╔══

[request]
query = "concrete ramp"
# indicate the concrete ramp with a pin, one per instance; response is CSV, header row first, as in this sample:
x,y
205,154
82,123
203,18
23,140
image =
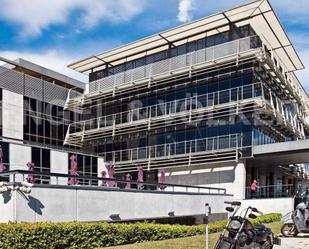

╚══

▸ Exercise prompt: Transcribe every line of the rows above verbatim, leaving out the pictures.

▸ The solution:
[request]
query = "concrete ramp"
# indicate the concrete ramp with a pin, one per instance; response is CSV, header row first, as in this sample:
x,y
205,154
82,123
203,18
23,140
image =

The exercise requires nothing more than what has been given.